──────── Excerpt provided

Search code examples
pythonpandascx-oracle

How to covert oracle clob column to list using pandas


I'm trying to read a clob column from oracle table into a pandas dataframe. I need to convert the pandas dataframe before I pass it to a classifier as list.

The result shows - with multiple entries

I want to see a result like ['string1', string2','string3']

Please help Code snippet below -

import pandas as pd
import cx_Oracle
connection = cx_Oracle.connect('username/pass@localhost/schema')
statement = "select clob_column from table "
df = pd.read_sql(statement, con=connection)
#print(df.head())
corpus=(df['CLOB_COLUMN'].values.tolist())
print (corpus)

────────────────

Exercise requirements:
1. In the Oracle CLOB question, shorten the paragraph beginning "I'm trying to read a clob column" to one sentence that keeps its main facts.
2. Carry on the Oracle CLOB question from the point where it stops.

──────── Records supplied

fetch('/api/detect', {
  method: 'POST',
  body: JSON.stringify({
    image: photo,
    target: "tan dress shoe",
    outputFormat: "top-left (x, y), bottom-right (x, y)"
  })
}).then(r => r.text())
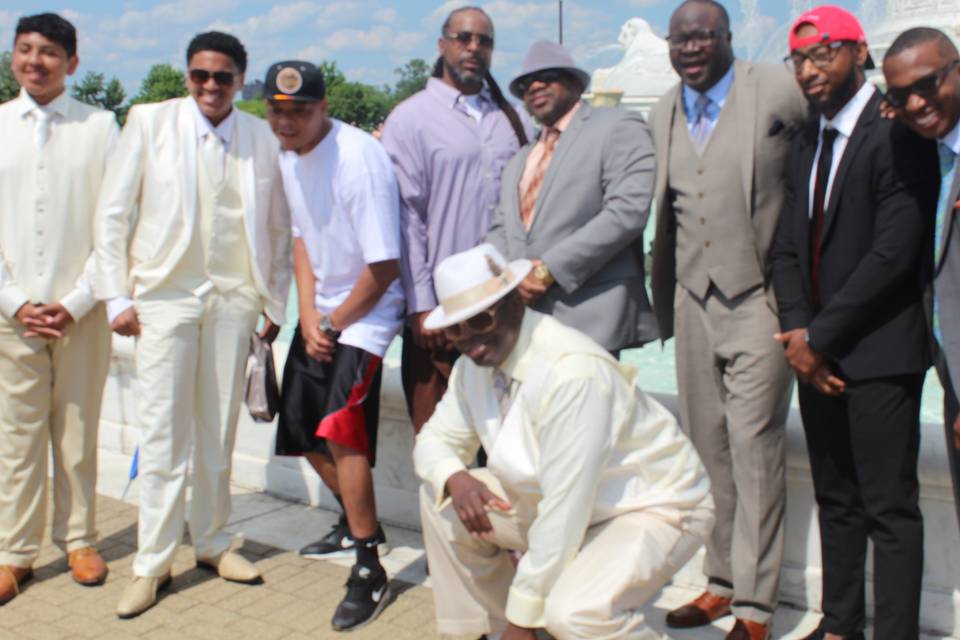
top-left (67, 547), bottom-right (109, 587)
top-left (0, 564), bottom-right (33, 605)
top-left (117, 573), bottom-right (170, 619)
top-left (667, 591), bottom-right (730, 629)
top-left (197, 549), bottom-right (263, 584)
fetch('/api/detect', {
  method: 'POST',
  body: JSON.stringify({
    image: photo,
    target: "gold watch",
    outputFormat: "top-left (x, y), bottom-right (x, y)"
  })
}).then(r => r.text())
top-left (533, 262), bottom-right (556, 287)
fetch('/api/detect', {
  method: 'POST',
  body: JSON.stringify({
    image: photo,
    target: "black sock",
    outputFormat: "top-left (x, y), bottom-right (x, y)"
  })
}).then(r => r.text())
top-left (353, 534), bottom-right (383, 572)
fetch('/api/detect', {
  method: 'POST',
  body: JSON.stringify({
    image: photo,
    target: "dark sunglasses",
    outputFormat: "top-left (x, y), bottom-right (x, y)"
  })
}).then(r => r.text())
top-left (516, 69), bottom-right (565, 95)
top-left (190, 69), bottom-right (234, 87)
top-left (443, 31), bottom-right (493, 49)
top-left (883, 60), bottom-right (960, 109)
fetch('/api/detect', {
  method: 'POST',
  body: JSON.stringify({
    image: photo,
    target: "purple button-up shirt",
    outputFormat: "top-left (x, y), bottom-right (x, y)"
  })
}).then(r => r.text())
top-left (382, 78), bottom-right (531, 314)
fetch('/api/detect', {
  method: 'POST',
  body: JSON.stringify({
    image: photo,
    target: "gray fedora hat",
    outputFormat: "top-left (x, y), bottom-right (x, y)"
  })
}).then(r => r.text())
top-left (510, 40), bottom-right (590, 100)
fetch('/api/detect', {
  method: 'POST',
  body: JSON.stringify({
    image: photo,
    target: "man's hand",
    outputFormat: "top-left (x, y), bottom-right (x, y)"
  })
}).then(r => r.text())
top-left (447, 471), bottom-right (511, 536)
top-left (773, 329), bottom-right (823, 383)
top-left (257, 314), bottom-right (280, 343)
top-left (110, 307), bottom-right (140, 336)
top-left (517, 260), bottom-right (550, 306)
top-left (410, 311), bottom-right (453, 351)
top-left (500, 624), bottom-right (537, 640)
top-left (15, 302), bottom-right (64, 338)
top-left (300, 309), bottom-right (337, 362)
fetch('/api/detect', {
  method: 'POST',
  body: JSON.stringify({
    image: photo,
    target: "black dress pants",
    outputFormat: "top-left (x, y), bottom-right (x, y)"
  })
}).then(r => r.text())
top-left (799, 374), bottom-right (924, 640)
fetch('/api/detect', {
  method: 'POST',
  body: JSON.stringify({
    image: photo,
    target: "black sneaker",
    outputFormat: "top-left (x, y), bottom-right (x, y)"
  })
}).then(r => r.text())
top-left (300, 522), bottom-right (390, 558)
top-left (330, 564), bottom-right (393, 631)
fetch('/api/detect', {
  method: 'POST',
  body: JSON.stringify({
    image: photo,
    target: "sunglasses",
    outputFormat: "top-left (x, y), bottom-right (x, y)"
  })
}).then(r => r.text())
top-left (516, 69), bottom-right (565, 95)
top-left (190, 69), bottom-right (234, 87)
top-left (443, 31), bottom-right (493, 49)
top-left (883, 60), bottom-right (960, 109)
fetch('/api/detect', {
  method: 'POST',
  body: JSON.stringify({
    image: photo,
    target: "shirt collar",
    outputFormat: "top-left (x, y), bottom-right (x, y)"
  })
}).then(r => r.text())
top-left (427, 78), bottom-right (493, 109)
top-left (19, 87), bottom-right (70, 118)
top-left (939, 115), bottom-right (960, 155)
top-left (820, 82), bottom-right (877, 138)
top-left (190, 97), bottom-right (237, 149)
top-left (683, 64), bottom-right (734, 118)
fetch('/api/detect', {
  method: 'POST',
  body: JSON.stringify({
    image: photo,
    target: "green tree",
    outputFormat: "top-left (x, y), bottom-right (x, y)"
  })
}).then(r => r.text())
top-left (393, 58), bottom-right (433, 104)
top-left (0, 51), bottom-right (20, 102)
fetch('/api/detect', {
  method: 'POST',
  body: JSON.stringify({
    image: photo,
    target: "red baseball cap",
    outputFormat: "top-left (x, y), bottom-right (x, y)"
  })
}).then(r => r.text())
top-left (790, 4), bottom-right (876, 69)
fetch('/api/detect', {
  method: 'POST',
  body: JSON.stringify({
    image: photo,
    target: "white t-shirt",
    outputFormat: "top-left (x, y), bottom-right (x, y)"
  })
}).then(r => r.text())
top-left (280, 119), bottom-right (404, 357)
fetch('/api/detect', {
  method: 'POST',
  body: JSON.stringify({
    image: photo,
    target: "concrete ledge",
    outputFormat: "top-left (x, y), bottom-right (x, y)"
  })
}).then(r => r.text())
top-left (100, 338), bottom-right (960, 637)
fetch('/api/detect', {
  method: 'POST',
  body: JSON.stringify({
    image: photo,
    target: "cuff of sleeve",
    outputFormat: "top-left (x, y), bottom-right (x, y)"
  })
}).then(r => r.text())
top-left (506, 587), bottom-right (547, 629)
top-left (60, 288), bottom-right (97, 321)
top-left (431, 460), bottom-right (467, 509)
top-left (0, 285), bottom-right (30, 320)
top-left (107, 296), bottom-right (133, 324)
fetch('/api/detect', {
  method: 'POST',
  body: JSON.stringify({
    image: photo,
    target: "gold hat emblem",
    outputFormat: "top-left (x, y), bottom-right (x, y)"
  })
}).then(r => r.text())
top-left (277, 67), bottom-right (303, 95)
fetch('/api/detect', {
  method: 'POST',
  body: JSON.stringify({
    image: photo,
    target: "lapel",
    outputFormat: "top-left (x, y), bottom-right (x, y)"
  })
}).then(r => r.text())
top-left (820, 91), bottom-right (880, 247)
top-left (731, 60), bottom-right (757, 218)
top-left (530, 101), bottom-right (593, 233)
top-left (177, 96), bottom-right (197, 238)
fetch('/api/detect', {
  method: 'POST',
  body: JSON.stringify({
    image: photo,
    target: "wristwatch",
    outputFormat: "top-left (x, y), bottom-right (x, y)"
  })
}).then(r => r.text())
top-left (319, 316), bottom-right (341, 340)
top-left (533, 262), bottom-right (556, 287)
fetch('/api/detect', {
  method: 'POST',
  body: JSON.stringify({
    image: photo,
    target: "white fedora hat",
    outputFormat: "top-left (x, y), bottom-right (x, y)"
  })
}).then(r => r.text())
top-left (423, 244), bottom-right (533, 329)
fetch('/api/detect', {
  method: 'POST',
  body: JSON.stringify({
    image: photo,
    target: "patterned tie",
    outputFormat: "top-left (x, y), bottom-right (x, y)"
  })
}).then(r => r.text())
top-left (520, 127), bottom-right (560, 231)
top-left (200, 133), bottom-right (224, 186)
top-left (690, 93), bottom-right (713, 153)
top-left (33, 109), bottom-right (50, 151)
top-left (933, 142), bottom-right (957, 344)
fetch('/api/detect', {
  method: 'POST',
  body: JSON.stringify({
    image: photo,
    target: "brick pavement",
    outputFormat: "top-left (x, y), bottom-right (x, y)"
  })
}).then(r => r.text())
top-left (0, 496), bottom-right (476, 640)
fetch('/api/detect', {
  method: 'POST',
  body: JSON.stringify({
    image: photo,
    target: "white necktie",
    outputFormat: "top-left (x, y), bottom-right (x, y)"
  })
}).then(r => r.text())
top-left (33, 109), bottom-right (50, 151)
top-left (200, 133), bottom-right (223, 185)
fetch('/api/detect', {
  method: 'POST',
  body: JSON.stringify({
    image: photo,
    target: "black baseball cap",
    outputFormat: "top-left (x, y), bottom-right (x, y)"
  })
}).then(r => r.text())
top-left (263, 60), bottom-right (327, 102)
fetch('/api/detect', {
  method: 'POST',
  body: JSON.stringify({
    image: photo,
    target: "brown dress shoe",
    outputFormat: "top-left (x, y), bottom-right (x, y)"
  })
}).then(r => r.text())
top-left (667, 591), bottom-right (730, 629)
top-left (67, 547), bottom-right (108, 587)
top-left (0, 564), bottom-right (33, 604)
top-left (727, 618), bottom-right (770, 640)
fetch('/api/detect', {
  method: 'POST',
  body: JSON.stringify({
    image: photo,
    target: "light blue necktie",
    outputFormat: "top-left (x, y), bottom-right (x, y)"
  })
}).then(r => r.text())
top-left (933, 142), bottom-right (957, 344)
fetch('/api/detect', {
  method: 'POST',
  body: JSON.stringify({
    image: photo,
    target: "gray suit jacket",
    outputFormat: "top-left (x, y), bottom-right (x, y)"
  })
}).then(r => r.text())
top-left (486, 102), bottom-right (657, 350)
top-left (650, 60), bottom-right (807, 340)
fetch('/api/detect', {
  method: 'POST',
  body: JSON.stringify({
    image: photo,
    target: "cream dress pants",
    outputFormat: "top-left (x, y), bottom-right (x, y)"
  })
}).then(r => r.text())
top-left (0, 304), bottom-right (110, 567)
top-left (133, 290), bottom-right (262, 577)
top-left (420, 469), bottom-right (713, 640)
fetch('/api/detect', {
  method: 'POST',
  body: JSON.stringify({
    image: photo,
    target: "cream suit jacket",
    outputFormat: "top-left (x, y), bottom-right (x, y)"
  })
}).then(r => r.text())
top-left (95, 97), bottom-right (292, 324)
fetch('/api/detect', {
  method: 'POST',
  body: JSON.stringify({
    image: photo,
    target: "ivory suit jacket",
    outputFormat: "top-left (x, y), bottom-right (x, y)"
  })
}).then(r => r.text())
top-left (486, 102), bottom-right (657, 351)
top-left (96, 97), bottom-right (291, 324)
top-left (650, 60), bottom-right (807, 340)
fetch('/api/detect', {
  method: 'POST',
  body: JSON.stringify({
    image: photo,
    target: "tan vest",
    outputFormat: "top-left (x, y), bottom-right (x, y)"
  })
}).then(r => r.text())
top-left (667, 89), bottom-right (763, 299)
top-left (170, 138), bottom-right (257, 296)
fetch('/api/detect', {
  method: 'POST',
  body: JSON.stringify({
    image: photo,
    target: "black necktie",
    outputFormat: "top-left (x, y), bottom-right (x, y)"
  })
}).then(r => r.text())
top-left (810, 128), bottom-right (837, 307)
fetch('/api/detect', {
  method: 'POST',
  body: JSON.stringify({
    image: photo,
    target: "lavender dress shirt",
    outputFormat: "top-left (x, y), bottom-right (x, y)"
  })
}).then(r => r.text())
top-left (382, 78), bottom-right (531, 314)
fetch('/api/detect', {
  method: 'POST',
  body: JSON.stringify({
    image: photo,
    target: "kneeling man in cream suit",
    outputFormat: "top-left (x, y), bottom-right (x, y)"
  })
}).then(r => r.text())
top-left (96, 32), bottom-right (290, 618)
top-left (413, 244), bottom-right (713, 640)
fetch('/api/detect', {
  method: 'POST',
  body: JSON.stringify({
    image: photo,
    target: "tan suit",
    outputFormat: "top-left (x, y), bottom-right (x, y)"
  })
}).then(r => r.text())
top-left (97, 98), bottom-right (290, 577)
top-left (0, 92), bottom-right (117, 566)
top-left (651, 61), bottom-right (805, 623)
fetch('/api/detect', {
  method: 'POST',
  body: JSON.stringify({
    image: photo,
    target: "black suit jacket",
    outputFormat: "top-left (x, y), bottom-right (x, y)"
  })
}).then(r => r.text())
top-left (771, 93), bottom-right (938, 380)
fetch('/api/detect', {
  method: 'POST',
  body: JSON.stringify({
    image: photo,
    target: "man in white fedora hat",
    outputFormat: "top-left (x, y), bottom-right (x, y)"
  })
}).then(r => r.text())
top-left (414, 244), bottom-right (713, 640)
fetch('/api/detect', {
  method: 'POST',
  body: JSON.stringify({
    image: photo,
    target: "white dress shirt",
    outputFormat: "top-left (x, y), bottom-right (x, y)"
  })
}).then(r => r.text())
top-left (413, 309), bottom-right (710, 627)
top-left (807, 82), bottom-right (877, 217)
top-left (0, 89), bottom-right (117, 320)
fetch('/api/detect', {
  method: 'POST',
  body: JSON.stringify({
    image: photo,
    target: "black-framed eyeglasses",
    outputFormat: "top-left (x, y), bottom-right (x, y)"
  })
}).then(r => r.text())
top-left (883, 60), bottom-right (960, 109)
top-left (666, 29), bottom-right (728, 51)
top-left (443, 298), bottom-right (506, 340)
top-left (783, 40), bottom-right (848, 74)
top-left (516, 69), bottom-right (566, 95)
top-left (190, 69), bottom-right (234, 87)
top-left (443, 31), bottom-right (493, 49)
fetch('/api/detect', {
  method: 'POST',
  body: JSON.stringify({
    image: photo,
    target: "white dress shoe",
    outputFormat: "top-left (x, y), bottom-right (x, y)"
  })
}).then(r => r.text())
top-left (197, 549), bottom-right (263, 584)
top-left (117, 573), bottom-right (170, 619)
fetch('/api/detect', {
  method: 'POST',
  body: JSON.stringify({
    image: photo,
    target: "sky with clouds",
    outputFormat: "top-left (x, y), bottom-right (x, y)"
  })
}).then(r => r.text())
top-left (0, 0), bottom-right (877, 93)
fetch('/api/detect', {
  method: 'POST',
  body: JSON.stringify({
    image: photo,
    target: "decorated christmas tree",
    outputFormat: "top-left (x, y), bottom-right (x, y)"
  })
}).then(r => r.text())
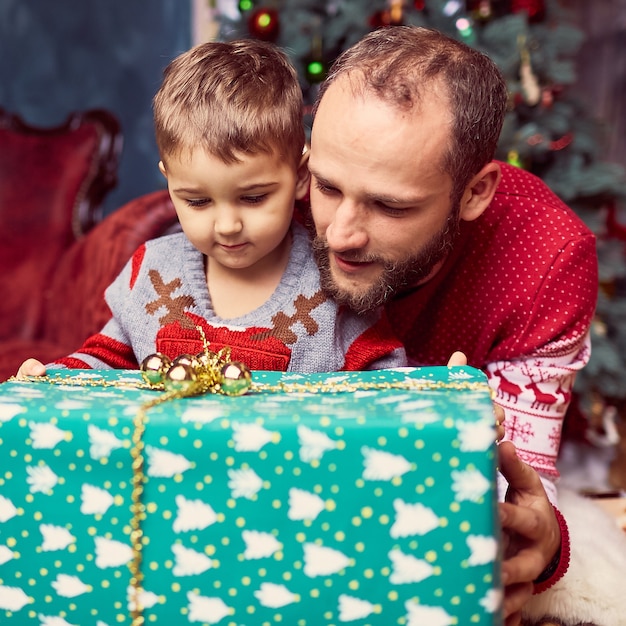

────────────────

Responses:
1. The goal is to load a CLOB column from an Oracle table into a pandas dataframe and convert it to a list before passing it to a classifier.

2.
Solution

  • You can solve your problem using the following approach:

    import cx_Oracle
    import pandas as pd
    
    connection_string = 'username/pass@localhost/schema'
    clob_column_name = 'CLOB_COLUMN'
    query = "SELECT {} FROM table".format(clob_column_name)
    
    with cx_Oracle.connect(connection_string) as connection:
        df = pd.read_sql(sql=query, 
                         con=connection)
        # need to read data from cx_Oracle.LOB objects
        df[clob_column_name] = df[clob_column_name].apply(lambda x: x.read())
    
    print(df[clob_column_name].values.tolist())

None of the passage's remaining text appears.